» Activity A
In the article on Long Beach recovery funding, rewrite the passage from "Austin’s request said" to "a public celebration.", swapping "cultural events" for "community celebrations".
» Activity B
Which Long Beach City Council members does the article on Long Beach recovery funding name?
» Activity C
Using the article on Long Beach recovery funding, answer these questions:
(i) How much state and federal aid has Long Beach received since the start of the pandemic?
(ii) How much of her one-time funds did Councilwoman Suely Saro direct to this year's Martin Luther King Jr. parade?
(iii) How much less in flexible funds did the city receive than it had originally planned for?

Exercise text Block Start

The Long Beach City Council asked city management Tuesday to look into whether the city can use federal and state COVID-19 recovery funding to help pay for cultural events.
Long Beach has received over $200 million in state and federal aid since the start of the pandemic, with much of that funding tied to specific programs like rental assistance, airport operations and COVID-19 testing.
A smaller portion of that was available for flexible spending, like replenishing city reserves, cleaning up corridors and creating programs to help local businesses and nonprofits.
The council is expected to receive a report next month that could determine if those funds could also be used to help pay for cultural events like the annual Martin Luther King Jr. parade, Hispanic Heritage Month and others.
“I think it’s only right to look at opportunities to support some of these cultural events that really define our city,” said Councilman Al Austin, the author of the request.
Austin’s memo pointed to a $7.5 million allocation that the city set aside in the originally adopted in the March 2021 Long Beach Recovery Act that was earmarked for economic inclusion.
The text of the rescue plan the city adopted in 2021 said a significant portion of the $7.5 million would be used to establish economic empowerment zones to address inequities experienced by minority business owners.
Other parts of that funding were earmarked to provide support by offering digital literacy training to help bring businesses up to speed with modern technologies and developing an empowerment fund to provide financial services for underserved communities.
Austin’s request said that using this money for cultural events could directly impact minority-owned businesses and help jumpstart an economic return from the pandemic.
Traditionally, cultural events have been funded in part with money that City Council members contribute from their district accounts, which every member of the council receives during the budget cycle to be used on one-time contributions to the neighborhoods they serve. Those funds can be used for anything from fixing curbs to financially supporting a public celebration.
Last year, for example, Councilwoman Mary Zendejas gave $50,000 to the Downtown’s Dia de los Muertos event, and Councilwoman Suely Saro directed $59,000 of her one-time funds to this year’s Martin Luther King Jr. parade.
That parade, though, was canceled as the omicron variant led to a record surge in COVID-19 cases in the city, and this week the council approved a refund of some of that money back to Saro’s account.
But even if the city determines that it’s OK to use federal and state recovery funding for these kinds of celebrations, it’s unclear how much of that money remains available. The city opened up applications for $4 million in business grants last week that will come from Recovery Act money.
The city also had to recalibrate its spending plan after learning late last year that it had received $18 million less in flexible funds than it had originally planned for.

Exercise text Block End
Dataset content Block Start

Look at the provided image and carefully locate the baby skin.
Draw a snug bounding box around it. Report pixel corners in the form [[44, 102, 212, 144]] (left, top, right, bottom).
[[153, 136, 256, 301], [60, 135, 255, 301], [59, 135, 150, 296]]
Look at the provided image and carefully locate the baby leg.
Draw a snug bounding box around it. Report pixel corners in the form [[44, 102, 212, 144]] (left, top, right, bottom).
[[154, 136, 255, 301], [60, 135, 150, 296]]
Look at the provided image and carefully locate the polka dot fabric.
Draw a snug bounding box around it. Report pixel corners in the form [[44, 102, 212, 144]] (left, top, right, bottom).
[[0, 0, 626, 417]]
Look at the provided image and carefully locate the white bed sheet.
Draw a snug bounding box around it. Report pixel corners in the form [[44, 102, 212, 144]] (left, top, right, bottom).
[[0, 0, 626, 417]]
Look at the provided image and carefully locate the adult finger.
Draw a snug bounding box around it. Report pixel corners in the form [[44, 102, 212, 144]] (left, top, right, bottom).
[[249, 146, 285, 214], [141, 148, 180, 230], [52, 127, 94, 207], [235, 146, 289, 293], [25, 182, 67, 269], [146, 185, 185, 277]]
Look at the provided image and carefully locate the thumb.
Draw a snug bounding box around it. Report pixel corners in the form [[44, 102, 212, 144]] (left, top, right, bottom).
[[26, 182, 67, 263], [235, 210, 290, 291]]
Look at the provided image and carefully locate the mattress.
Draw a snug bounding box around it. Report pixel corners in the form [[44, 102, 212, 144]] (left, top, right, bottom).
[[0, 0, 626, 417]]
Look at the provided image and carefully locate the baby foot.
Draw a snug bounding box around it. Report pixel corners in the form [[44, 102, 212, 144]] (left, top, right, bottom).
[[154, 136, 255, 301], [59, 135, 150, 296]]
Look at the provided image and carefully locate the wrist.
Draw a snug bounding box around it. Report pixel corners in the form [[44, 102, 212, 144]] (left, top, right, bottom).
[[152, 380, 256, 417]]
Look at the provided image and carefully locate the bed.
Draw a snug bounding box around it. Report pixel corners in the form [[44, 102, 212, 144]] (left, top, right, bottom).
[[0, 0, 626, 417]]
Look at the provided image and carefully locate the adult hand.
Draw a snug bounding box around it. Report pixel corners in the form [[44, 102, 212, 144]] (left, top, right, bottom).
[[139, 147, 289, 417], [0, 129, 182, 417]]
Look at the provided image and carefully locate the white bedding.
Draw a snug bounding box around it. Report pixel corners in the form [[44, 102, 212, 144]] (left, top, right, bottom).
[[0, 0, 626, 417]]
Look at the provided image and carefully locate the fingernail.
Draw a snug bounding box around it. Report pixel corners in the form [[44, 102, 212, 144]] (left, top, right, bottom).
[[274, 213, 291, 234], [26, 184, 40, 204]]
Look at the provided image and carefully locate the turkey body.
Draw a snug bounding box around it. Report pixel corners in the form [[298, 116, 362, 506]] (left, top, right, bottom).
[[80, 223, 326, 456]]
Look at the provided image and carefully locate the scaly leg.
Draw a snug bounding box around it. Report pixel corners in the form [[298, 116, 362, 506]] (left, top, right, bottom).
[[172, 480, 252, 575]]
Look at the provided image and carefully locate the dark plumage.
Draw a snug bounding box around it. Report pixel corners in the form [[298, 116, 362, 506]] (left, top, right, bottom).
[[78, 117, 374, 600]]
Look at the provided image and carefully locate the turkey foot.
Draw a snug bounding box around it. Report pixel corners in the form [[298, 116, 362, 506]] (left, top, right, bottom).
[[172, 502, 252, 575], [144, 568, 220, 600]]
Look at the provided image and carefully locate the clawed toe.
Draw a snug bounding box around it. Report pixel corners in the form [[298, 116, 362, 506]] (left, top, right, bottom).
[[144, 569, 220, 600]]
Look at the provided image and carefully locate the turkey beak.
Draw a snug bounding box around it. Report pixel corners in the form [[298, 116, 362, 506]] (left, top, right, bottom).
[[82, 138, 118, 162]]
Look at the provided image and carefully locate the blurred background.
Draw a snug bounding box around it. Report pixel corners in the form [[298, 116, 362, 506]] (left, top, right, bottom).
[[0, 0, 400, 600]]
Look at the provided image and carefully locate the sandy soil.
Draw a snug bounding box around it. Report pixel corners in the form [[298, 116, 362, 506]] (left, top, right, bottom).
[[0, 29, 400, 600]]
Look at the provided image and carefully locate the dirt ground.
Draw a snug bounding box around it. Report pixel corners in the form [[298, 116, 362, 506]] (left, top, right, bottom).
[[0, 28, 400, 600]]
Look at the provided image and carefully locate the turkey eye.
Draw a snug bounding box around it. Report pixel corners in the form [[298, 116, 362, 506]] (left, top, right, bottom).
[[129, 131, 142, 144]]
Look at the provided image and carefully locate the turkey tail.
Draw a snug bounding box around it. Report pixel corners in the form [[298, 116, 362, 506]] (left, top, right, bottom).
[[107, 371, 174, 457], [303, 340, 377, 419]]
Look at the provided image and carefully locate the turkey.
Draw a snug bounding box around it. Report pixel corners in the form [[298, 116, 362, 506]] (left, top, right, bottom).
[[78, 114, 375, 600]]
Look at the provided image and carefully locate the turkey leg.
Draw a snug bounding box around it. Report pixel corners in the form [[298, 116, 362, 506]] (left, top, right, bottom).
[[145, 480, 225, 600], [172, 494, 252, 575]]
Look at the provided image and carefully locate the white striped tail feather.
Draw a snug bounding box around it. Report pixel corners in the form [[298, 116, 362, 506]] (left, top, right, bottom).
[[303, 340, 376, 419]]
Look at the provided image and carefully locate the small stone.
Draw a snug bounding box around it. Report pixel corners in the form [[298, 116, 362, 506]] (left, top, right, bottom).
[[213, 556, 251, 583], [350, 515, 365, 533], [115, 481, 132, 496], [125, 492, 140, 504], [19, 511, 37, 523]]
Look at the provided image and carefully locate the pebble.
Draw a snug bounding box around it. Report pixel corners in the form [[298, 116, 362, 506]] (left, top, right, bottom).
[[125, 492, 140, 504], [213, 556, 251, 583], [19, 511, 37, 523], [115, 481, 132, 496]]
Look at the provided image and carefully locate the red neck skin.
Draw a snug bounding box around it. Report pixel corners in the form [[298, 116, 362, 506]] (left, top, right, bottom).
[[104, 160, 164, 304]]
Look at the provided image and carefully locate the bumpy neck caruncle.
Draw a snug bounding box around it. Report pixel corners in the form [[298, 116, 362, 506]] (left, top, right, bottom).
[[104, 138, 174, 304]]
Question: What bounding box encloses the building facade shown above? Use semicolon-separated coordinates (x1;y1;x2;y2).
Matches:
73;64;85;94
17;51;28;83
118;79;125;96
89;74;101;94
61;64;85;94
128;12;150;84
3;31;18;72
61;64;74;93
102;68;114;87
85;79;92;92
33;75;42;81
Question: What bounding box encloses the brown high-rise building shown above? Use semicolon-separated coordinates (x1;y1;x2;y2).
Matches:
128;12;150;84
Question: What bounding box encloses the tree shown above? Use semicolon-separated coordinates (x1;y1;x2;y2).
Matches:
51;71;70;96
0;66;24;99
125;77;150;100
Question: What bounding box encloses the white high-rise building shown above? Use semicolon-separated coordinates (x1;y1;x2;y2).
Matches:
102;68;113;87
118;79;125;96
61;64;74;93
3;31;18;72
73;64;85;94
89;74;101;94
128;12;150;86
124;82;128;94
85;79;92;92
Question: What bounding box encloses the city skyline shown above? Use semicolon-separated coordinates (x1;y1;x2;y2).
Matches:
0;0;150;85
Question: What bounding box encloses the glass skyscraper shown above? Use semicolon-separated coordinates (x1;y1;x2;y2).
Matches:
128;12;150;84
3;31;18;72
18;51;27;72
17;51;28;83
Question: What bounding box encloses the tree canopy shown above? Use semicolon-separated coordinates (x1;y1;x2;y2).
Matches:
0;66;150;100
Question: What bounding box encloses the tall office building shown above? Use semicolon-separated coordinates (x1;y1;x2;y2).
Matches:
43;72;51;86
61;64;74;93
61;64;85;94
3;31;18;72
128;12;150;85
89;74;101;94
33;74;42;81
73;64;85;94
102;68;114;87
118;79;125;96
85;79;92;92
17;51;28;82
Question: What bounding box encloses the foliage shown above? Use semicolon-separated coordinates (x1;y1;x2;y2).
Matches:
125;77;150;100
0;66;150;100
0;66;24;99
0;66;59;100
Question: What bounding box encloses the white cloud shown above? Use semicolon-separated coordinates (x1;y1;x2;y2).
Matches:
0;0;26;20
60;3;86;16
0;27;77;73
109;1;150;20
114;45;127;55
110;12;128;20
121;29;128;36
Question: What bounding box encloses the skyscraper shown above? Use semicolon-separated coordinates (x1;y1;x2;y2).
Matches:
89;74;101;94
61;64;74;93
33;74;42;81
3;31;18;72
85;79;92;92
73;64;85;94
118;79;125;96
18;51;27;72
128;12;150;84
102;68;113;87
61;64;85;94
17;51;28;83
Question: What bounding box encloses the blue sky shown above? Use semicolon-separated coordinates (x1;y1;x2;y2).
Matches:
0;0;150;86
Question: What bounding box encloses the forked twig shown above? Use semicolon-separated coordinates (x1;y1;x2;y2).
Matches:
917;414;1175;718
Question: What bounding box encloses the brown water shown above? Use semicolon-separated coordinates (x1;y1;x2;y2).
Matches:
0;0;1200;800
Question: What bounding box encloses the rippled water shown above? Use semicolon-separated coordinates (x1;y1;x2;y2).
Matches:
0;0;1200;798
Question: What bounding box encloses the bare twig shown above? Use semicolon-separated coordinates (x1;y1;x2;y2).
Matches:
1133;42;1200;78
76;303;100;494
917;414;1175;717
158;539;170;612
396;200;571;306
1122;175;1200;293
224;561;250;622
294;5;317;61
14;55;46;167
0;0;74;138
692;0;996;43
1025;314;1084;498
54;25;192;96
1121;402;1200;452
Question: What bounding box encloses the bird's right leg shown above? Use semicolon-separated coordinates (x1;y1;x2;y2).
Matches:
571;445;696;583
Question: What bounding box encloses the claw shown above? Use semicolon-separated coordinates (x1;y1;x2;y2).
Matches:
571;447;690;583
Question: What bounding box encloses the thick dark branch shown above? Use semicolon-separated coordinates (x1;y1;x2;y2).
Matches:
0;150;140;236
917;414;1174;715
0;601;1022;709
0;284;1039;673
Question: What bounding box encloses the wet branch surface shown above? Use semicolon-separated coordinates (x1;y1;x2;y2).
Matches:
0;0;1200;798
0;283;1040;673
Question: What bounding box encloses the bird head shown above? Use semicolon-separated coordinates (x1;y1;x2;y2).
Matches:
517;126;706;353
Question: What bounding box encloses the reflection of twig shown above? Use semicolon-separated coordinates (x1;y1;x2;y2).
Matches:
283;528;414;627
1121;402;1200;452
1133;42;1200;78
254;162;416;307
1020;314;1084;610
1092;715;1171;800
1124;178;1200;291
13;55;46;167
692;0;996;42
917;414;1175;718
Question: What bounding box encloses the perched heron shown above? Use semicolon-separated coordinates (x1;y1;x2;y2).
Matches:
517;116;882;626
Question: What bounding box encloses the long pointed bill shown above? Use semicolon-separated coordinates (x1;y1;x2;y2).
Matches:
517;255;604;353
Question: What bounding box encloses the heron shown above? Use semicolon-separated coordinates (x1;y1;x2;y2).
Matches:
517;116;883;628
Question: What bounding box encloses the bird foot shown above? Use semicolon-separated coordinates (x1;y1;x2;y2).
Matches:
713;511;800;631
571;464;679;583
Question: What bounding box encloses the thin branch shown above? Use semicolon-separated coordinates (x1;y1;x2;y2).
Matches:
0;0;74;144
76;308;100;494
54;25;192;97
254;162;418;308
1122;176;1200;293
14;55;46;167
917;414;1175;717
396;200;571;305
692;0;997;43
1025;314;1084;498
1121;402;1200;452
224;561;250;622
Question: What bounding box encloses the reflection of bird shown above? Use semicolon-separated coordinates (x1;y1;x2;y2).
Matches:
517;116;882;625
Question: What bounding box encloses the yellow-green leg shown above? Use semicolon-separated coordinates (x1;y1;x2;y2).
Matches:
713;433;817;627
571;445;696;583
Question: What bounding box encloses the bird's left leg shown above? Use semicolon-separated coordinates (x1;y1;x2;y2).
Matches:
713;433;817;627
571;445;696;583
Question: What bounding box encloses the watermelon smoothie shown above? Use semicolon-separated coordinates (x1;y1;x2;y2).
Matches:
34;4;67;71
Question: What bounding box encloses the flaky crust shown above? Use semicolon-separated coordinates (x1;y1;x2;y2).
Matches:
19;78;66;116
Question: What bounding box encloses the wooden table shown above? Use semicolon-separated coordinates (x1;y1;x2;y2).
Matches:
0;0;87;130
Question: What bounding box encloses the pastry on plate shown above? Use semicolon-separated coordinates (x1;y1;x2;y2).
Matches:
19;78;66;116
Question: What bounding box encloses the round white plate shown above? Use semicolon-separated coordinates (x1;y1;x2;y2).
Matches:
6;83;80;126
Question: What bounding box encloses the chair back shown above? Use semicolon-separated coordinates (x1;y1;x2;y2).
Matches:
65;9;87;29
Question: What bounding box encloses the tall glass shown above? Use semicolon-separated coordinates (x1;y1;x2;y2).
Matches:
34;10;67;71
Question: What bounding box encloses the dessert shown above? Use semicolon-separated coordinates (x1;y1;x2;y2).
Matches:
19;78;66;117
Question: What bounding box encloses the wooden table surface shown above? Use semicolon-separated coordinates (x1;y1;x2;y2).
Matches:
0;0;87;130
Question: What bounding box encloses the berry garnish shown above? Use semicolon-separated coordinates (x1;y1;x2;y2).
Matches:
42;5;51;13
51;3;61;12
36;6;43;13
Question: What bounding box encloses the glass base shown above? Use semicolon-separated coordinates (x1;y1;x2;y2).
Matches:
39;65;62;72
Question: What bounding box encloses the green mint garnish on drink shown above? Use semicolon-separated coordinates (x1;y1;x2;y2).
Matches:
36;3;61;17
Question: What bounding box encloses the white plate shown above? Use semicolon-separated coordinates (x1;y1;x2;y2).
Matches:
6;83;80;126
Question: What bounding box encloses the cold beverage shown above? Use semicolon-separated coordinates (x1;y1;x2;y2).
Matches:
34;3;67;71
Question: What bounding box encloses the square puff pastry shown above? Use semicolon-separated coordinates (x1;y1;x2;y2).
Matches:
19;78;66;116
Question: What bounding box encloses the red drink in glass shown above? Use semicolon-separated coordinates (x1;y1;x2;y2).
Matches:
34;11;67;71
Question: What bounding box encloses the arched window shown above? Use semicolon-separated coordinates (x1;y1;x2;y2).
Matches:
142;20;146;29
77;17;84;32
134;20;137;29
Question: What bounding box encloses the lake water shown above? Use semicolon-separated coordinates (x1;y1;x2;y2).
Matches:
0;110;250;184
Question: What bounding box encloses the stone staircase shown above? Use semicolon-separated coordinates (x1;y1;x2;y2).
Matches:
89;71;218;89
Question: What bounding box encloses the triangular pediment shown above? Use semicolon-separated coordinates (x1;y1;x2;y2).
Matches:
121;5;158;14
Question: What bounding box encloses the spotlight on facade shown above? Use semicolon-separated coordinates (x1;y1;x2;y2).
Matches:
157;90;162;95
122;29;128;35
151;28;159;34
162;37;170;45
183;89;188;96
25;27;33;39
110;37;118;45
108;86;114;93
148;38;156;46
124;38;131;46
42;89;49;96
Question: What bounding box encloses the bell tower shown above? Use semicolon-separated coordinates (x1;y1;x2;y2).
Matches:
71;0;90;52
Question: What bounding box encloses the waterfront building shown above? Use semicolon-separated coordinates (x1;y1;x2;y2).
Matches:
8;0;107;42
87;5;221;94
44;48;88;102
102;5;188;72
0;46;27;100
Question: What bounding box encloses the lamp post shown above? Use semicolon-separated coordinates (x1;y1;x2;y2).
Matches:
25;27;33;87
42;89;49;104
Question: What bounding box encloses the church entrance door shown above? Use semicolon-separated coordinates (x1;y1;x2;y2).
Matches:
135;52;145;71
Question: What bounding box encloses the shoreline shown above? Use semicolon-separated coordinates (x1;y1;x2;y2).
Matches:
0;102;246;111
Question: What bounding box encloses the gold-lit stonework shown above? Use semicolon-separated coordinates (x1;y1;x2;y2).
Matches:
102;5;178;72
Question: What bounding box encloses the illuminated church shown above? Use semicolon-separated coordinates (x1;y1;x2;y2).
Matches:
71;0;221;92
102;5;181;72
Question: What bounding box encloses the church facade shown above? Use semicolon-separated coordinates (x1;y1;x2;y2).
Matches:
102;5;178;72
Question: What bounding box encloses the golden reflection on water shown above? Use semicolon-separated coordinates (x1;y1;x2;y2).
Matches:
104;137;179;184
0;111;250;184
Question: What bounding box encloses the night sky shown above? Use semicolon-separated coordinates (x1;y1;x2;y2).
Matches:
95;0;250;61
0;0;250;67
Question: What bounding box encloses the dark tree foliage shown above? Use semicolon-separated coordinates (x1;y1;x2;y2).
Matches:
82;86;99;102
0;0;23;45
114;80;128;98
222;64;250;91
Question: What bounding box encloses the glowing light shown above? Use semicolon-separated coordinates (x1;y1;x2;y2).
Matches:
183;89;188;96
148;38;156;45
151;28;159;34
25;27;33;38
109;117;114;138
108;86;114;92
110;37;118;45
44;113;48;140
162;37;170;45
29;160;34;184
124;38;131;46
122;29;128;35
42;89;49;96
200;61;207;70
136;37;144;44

Dataset content Block End

» Your solution A
Austin’s request said that using this money for community celebrations could directly impact minority-owned businesses and help jumpstart an economic return from the pandemic.
Traditionally, community celebrations have been funded in part with money that City Council members contribute from their district accounts, which every member of the council receives during the budget cycle to be used on one-time contributions to the neighborhoods they serve. Those funds can be used for anything from fixing curbs to financially supporting a public celebration.

» Your solution B
Al Austin, Mary Zendejas, Suely Saro

» Your solution C
(i) Over $200 million
(ii) $59,000
(iii) $18 million